# [What you will do]
Can you quote the movie reviews word for word from "An emotionally powerful" to "on it's own."?

An emotionally powerful movie, it's very easy to get caught up in this one. All the characters are portrayed extremely well, and Eastwood's direction, while subtle, is still extremely impressive. Heartwrenching storyline that will likely stay with you for quite awhile.
Cute for the kids, I didn't get much out of it. It's definitely the sort of movie where you really need to see the original to understand who the characters are and what they're going on about - there's just too much going on that requires more information than this movie provides on it's own.
I would have loved to have seen this movie's earlier 'time travelling' scenes added to - ie., have more 'stops' between the centuries, millennia, etc., so we could have a better idea of how things had changed over time. That said, I loved where most of the movie took place - the Eloi's rugged, wooden-structured home upon the edges of an extremely steep ravine is just gorgeous, much more textured and (in my opinion) interesting than their home in the original film. I like these Eloi much better than in the original movie, too - the others looked like they were cut and pasted out of a 'Perfect Aryan' booklet from the 1940s, and just seemed too spaced out to be realistic. In many ways, this movie was far more complicated than the original, which wasn't always a positive thing. (A second viewing of Irons' scene is probably required in order to really get - I know I needed it.) Still, I liked the movie.
Nicely done - not as good as the original, but still a good watch. The storyline was forced, especially on the topic of marriage, but I guess the given it was set during a time where not getting married was considered unacceptible, it's to be expected. Still, it was nice seeing the characters essentially following their own hearts, despite all the rigid traditions surrounding their lives.

# [Data listing]
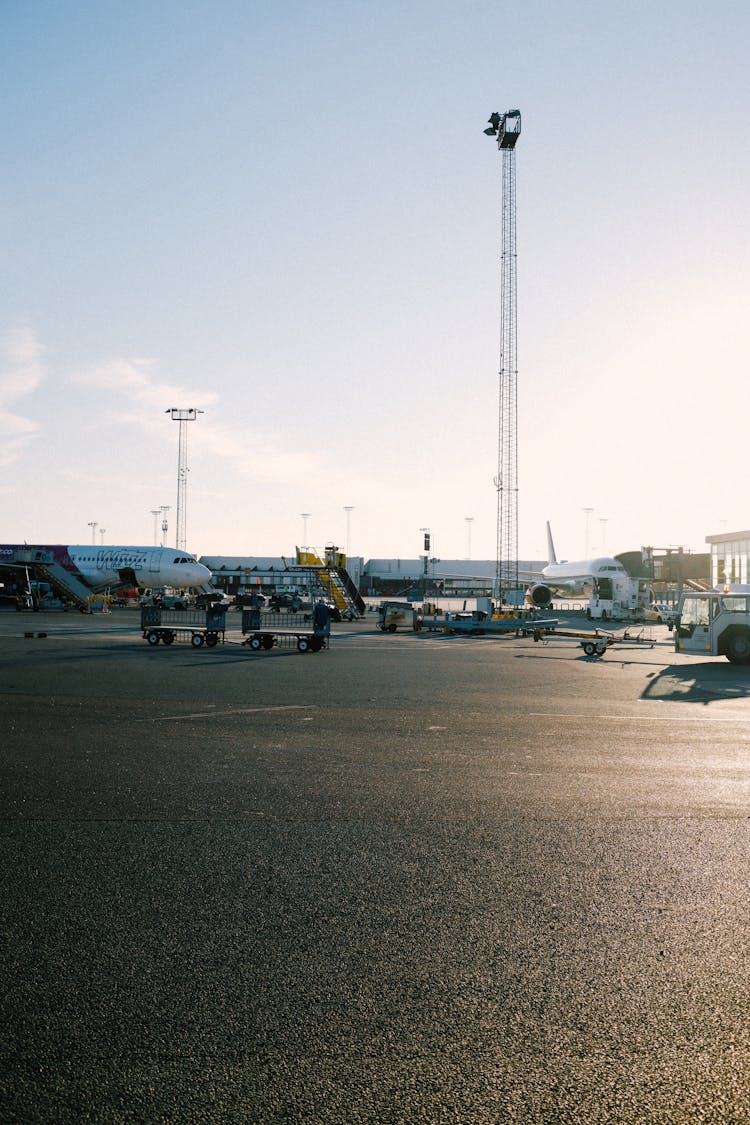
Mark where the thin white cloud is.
[0,327,44,468]
[71,359,217,428]
[71,358,331,484]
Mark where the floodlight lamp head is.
[485,114,500,137]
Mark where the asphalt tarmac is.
[0,611,750,1125]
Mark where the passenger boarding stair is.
[13,551,91,609]
[298,549,367,618]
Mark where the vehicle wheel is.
[726,629,750,664]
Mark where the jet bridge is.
[12,550,91,610]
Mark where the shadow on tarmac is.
[641,660,750,704]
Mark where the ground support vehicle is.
[141,605,226,648]
[675,587,750,665]
[242,609,323,653]
[445,612,558,637]
[378,602,421,632]
[531,622,611,657]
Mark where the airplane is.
[524,520,630,609]
[0,543,211,604]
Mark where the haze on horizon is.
[0,0,750,559]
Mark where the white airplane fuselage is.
[0,543,211,593]
[526,523,629,608]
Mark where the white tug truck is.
[675,586,750,664]
[586,574,649,621]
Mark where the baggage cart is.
[242,609,331,653]
[141,605,226,648]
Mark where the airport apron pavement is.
[0,611,750,1125]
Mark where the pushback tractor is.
[675,586,750,665]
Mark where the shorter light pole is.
[344,504,354,561]
[599,516,607,555]
[463,515,473,559]
[584,507,594,559]
[159,504,171,547]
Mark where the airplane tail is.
[546,520,558,566]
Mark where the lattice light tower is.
[485,109,521,603]
[164,406,204,551]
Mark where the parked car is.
[269,594,302,613]
[239,591,265,610]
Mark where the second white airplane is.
[523,521,629,609]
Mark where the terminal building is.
[706,531,750,586]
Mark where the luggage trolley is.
[141,605,226,648]
[242,609,323,653]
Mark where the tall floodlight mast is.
[485,109,521,603]
[164,406,204,551]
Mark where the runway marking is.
[138,703,317,722]
[525,696,748,722]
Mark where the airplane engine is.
[526,582,552,610]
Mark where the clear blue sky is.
[0,0,750,559]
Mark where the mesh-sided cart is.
[242,609,331,653]
[141,605,226,648]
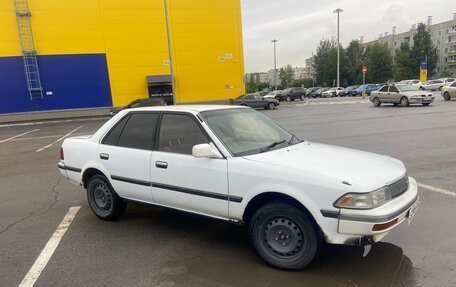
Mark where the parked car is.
[109,97,166,117]
[264,90,282,99]
[339,86,359,97]
[233,93,280,110]
[276,87,306,102]
[420,80,445,91]
[369,85,435,107]
[442,81,456,101]
[306,87,322,98]
[312,88,329,98]
[397,80,423,87]
[353,84,381,96]
[321,87,344,98]
[439,78,456,86]
[58,105,419,269]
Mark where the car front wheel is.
[401,97,410,107]
[372,97,382,107]
[249,202,322,270]
[87,175,127,220]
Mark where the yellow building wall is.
[0,0,244,106]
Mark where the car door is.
[97,112,158,202]
[448,82,456,98]
[150,112,228,218]
[377,86,388,103]
[388,86,401,103]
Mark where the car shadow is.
[114,205,418,286]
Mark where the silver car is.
[369,85,435,107]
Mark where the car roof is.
[129,105,248,113]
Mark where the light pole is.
[334,8,344,87]
[271,39,279,91]
[164,0,176,105]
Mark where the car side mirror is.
[192,144,223,158]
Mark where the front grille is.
[388,177,408,198]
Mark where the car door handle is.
[155,161,168,169]
[100,153,109,160]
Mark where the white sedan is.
[58,106,418,269]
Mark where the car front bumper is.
[321,177,419,245]
[409,96,435,104]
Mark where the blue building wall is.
[0,54,112,113]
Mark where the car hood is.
[244,141,406,191]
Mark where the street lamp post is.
[271,39,279,91]
[334,8,344,87]
[163,0,176,105]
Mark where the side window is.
[117,113,158,150]
[101,115,130,145]
[390,86,399,93]
[379,86,388,92]
[158,114,209,155]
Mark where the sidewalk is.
[0,107,111,124]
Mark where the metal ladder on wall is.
[14,0,43,101]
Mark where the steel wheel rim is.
[262,217,304,259]
[93,183,112,212]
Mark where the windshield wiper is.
[260,140,285,152]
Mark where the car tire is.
[87,175,127,221]
[372,97,382,107]
[249,202,322,270]
[401,97,410,107]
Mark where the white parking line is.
[12,131,90,141]
[0,129,40,143]
[19,206,81,287]
[36,126,83,152]
[418,182,456,197]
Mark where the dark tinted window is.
[102,115,130,145]
[379,86,388,92]
[390,86,399,93]
[158,114,209,154]
[117,113,158,150]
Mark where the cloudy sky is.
[241,0,456,72]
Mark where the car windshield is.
[201,109,301,156]
[396,85,419,92]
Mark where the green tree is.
[279,65,294,88]
[312,39,337,85]
[394,42,418,81]
[365,42,393,83]
[345,40,364,85]
[411,23,438,76]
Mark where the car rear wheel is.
[87,175,127,220]
[249,202,322,270]
[401,97,410,107]
[372,97,382,107]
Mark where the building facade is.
[0,0,245,113]
[363,14,456,77]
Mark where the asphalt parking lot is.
[0,93,456,287]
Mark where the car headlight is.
[334,186,392,209]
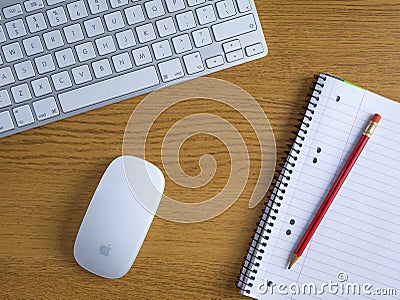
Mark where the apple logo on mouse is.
[100,244,111,256]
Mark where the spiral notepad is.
[238,74,400,299]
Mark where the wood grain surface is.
[0,0,400,299]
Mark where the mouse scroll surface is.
[74,156,165,278]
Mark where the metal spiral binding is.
[236,75,326,294]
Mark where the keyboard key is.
[59,66,159,112]
[51,71,72,91]
[96,36,117,55]
[188,0,206,6]
[0,67,15,86]
[222,40,242,53]
[192,28,212,48]
[104,11,125,31]
[47,0,65,5]
[165,0,185,13]
[196,5,217,25]
[11,83,32,103]
[92,59,112,78]
[110,0,128,8]
[176,11,196,31]
[88,0,108,14]
[245,43,264,56]
[0,111,15,133]
[75,42,96,62]
[83,18,104,37]
[6,19,26,40]
[132,46,153,66]
[0,90,11,109]
[112,53,132,72]
[71,65,92,84]
[156,17,176,37]
[2,43,24,62]
[33,97,60,121]
[3,4,23,19]
[54,48,76,68]
[152,40,172,60]
[67,0,88,21]
[43,30,64,50]
[136,23,156,43]
[226,49,244,62]
[125,5,145,25]
[158,58,185,82]
[172,34,193,54]
[183,52,204,75]
[115,29,136,50]
[64,24,84,44]
[22,36,43,56]
[46,6,67,27]
[236,0,251,12]
[14,60,35,80]
[26,13,47,33]
[35,54,56,74]
[212,14,257,42]
[24,0,44,12]
[217,0,236,19]
[31,77,51,97]
[0,25,6,43]
[144,0,165,19]
[13,104,34,127]
[206,55,224,69]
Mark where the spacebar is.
[58,66,160,113]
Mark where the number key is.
[67,0,88,21]
[6,19,26,39]
[3,4,22,19]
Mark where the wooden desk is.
[0,0,400,299]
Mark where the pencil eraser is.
[371,114,382,123]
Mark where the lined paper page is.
[251,77,400,299]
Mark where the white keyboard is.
[0,0,268,138]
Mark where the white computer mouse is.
[74,156,165,278]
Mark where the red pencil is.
[288,114,381,269]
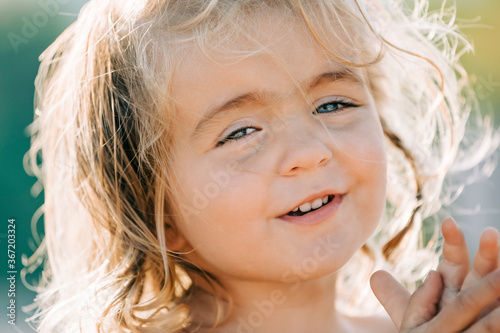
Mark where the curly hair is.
[29,0,498,332]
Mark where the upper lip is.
[280,190,342,216]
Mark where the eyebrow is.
[192,69,362,136]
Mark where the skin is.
[172,13,392,333]
[164,10,500,333]
[371,218,500,333]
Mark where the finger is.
[370,271,410,329]
[437,217,470,308]
[432,270,500,332]
[462,228,499,288]
[401,271,443,331]
[465,308,500,333]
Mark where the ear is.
[165,221,187,251]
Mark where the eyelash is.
[217,99,359,147]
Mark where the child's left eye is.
[314,100,359,114]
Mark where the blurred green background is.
[0,0,500,333]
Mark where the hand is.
[371,218,500,332]
[371,270,500,333]
[437,218,499,311]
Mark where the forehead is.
[171,14,362,125]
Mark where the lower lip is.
[279,194,344,225]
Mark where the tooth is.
[311,198,323,209]
[299,202,311,213]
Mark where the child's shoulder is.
[344,314,397,333]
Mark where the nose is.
[278,129,333,176]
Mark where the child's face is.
[168,16,386,282]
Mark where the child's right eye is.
[217,126,259,147]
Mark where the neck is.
[188,274,348,333]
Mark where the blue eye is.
[314,100,359,113]
[217,126,259,147]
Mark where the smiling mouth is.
[286,195,335,216]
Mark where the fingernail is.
[422,270,434,284]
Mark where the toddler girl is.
[26,0,500,333]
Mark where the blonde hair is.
[26,0,498,332]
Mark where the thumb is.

# [Written answer]
An emotionally powerful movie, it's very easy to get caught up in this one. All the characters are portrayed extremely well, and Eastwood's direction, while subtle, is still extremely impressive. Heartwrenching storyline that will likely stay with you for quite awhile.
Cute for the kids, I didn't get much out of it. It's definitely the sort of movie where you really need to see the original to understand who the characters are and what they're going on about - there's just too much going on that requires more information than this movie provides on it's own.